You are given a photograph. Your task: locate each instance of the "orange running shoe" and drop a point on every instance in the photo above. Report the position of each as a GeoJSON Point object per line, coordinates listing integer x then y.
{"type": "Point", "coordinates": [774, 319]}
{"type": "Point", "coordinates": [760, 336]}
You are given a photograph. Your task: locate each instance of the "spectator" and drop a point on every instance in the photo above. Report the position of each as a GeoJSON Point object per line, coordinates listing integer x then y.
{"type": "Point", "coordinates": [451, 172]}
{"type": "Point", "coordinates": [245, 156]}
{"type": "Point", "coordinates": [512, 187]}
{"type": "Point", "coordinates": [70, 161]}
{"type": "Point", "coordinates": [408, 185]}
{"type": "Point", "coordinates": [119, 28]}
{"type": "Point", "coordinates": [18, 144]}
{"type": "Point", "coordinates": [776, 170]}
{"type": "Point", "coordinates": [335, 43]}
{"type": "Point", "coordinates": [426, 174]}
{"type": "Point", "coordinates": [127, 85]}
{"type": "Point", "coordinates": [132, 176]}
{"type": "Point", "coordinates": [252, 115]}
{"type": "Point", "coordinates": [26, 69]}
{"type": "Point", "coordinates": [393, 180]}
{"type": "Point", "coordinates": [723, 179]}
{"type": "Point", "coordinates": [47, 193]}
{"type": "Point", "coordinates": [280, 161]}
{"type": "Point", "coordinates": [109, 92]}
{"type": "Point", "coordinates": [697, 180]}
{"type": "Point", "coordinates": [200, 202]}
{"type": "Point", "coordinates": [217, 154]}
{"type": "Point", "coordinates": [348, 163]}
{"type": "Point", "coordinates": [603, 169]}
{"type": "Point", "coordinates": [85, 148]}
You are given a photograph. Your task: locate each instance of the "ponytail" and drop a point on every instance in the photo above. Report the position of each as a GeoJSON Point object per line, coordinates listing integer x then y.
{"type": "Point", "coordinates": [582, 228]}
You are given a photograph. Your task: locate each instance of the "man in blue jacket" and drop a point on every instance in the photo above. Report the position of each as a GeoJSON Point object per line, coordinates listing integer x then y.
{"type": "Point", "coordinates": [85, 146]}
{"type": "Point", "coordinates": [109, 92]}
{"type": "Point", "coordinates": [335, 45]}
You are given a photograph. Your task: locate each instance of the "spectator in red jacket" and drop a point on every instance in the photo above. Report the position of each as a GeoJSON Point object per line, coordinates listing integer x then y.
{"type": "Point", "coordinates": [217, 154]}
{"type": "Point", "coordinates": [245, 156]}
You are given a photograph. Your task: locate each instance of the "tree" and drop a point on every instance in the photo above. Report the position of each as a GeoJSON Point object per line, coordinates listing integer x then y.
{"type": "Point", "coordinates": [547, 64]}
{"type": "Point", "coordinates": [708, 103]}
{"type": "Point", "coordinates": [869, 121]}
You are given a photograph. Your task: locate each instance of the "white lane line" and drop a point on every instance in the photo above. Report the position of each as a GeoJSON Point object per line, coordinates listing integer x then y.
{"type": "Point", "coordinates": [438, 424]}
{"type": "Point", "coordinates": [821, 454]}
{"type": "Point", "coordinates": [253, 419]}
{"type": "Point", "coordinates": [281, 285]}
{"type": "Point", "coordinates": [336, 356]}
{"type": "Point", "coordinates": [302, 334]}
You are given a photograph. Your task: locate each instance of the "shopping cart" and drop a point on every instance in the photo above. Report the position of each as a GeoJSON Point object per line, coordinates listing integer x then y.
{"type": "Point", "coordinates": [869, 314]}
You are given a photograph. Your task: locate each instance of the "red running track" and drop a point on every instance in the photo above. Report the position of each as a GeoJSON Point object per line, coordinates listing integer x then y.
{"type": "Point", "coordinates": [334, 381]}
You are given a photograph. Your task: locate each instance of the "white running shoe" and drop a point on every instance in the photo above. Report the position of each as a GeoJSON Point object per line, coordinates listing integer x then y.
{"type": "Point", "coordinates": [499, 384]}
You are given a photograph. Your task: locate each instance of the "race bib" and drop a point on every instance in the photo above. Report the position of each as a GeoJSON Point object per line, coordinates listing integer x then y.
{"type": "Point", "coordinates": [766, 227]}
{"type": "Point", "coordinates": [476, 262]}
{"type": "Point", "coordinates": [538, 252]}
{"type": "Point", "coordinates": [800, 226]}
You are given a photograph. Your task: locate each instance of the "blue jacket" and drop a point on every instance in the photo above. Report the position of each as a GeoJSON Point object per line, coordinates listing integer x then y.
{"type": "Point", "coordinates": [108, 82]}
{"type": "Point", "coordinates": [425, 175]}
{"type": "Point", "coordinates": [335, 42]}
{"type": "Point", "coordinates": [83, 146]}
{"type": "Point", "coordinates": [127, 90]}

* * *

_Description of the task:_ Without changing a single character, write out all of the entries.

_Reply:_
You are given a photograph. Your task: locate each instance of the "orange running shoe" and drop a point on every instance in the photo above. Report the position of each as a GeoJSON Point object per line, coordinates listing integer x then y.
{"type": "Point", "coordinates": [774, 319]}
{"type": "Point", "coordinates": [760, 336]}
You are given a photograph. Your task: locate each instance of the "spectator" and drop a point on every instance in the photo above. Report the position of each as a GeoJSON Point object per line, coordinates listing integer x then y.
{"type": "Point", "coordinates": [451, 172]}
{"type": "Point", "coordinates": [245, 156]}
{"type": "Point", "coordinates": [512, 187]}
{"type": "Point", "coordinates": [70, 161]}
{"type": "Point", "coordinates": [408, 185]}
{"type": "Point", "coordinates": [119, 28]}
{"type": "Point", "coordinates": [18, 144]}
{"type": "Point", "coordinates": [776, 170]}
{"type": "Point", "coordinates": [335, 43]}
{"type": "Point", "coordinates": [426, 174]}
{"type": "Point", "coordinates": [127, 85]}
{"type": "Point", "coordinates": [132, 176]}
{"type": "Point", "coordinates": [252, 115]}
{"type": "Point", "coordinates": [26, 69]}
{"type": "Point", "coordinates": [393, 180]}
{"type": "Point", "coordinates": [723, 179]}
{"type": "Point", "coordinates": [47, 193]}
{"type": "Point", "coordinates": [280, 161]}
{"type": "Point", "coordinates": [109, 92]}
{"type": "Point", "coordinates": [697, 180]}
{"type": "Point", "coordinates": [200, 202]}
{"type": "Point", "coordinates": [217, 154]}
{"type": "Point", "coordinates": [348, 163]}
{"type": "Point", "coordinates": [603, 169]}
{"type": "Point", "coordinates": [85, 148]}
You are given a photograph. Your task: locate each instance of the "ponytail" and drop a point on every instance in the photo above. Report the position of each as a GeoJSON Point object per line, coordinates listing integer x then y.
{"type": "Point", "coordinates": [582, 228]}
You are given a photograph. Your task: locate each instance of the "man in blue jacket" and drop a point on every instance in the photo above. Report the position of each as a GeoJSON Point object per line, coordinates listing integer x then y.
{"type": "Point", "coordinates": [85, 146]}
{"type": "Point", "coordinates": [109, 92]}
{"type": "Point", "coordinates": [335, 45]}
You are given a photograph. Your task: locate each instance of the "spectator in red jacket" and drop a point on every instance in the photo above. Report the position of each as a GeoJSON Point object per line, coordinates listing integer x then y.
{"type": "Point", "coordinates": [217, 154]}
{"type": "Point", "coordinates": [245, 156]}
You are given a photograph. Your task: locate each instance of the "tree" and drop a point on every instance in the photo above. Report the position of each as a GeoJSON Point object per line, coordinates listing integer x then y.
{"type": "Point", "coordinates": [547, 64]}
{"type": "Point", "coordinates": [708, 103]}
{"type": "Point", "coordinates": [869, 121]}
You are given a photograph. Your task: locate each instance of the "white lane line" and drop a point on every instance in the photo above. Report the position of each as a GeoJSON Point object per line, coordinates listing integer x then y.
{"type": "Point", "coordinates": [438, 424]}
{"type": "Point", "coordinates": [821, 454]}
{"type": "Point", "coordinates": [253, 419]}
{"type": "Point", "coordinates": [281, 285]}
{"type": "Point", "coordinates": [336, 356]}
{"type": "Point", "coordinates": [302, 334]}
You are given a photograph. Your task: locate each instance of the "shopping cart" and drop a point on every instance in the photo above. Report the position of each as a GeoJSON Point object per line, coordinates listing integer x then y.
{"type": "Point", "coordinates": [869, 314]}
You are given a photograph. Your task: locate each instance of the "red running track" and drop a point on every instance in the photo above. Report the position of each as a GeoJSON Point object per line, coordinates listing integer x then y.
{"type": "Point", "coordinates": [334, 381]}
You are given a photograph. Your task: locate each instance of the "white running shoe" and drop a point on every instance in the photo above. Report the position of each as a GeoJSON Point object per line, coordinates listing integer x then y.
{"type": "Point", "coordinates": [499, 384]}
You are given a photograph. Your task: locate each instance of the "race bib" and drop a point on every instance in the photo above. Report the position of each as a GeoJSON Point object per line, coordinates listing integer x then y.
{"type": "Point", "coordinates": [766, 227]}
{"type": "Point", "coordinates": [476, 262]}
{"type": "Point", "coordinates": [538, 252]}
{"type": "Point", "coordinates": [800, 226]}
You are given a photograph. Your task: locate each instance of the "blue jacket" and drop a point on every instance in the photo above. Report the position of each as a GeoJSON Point object per line, coordinates listing integer x then y.
{"type": "Point", "coordinates": [108, 82]}
{"type": "Point", "coordinates": [425, 175]}
{"type": "Point", "coordinates": [335, 42]}
{"type": "Point", "coordinates": [83, 146]}
{"type": "Point", "coordinates": [127, 90]}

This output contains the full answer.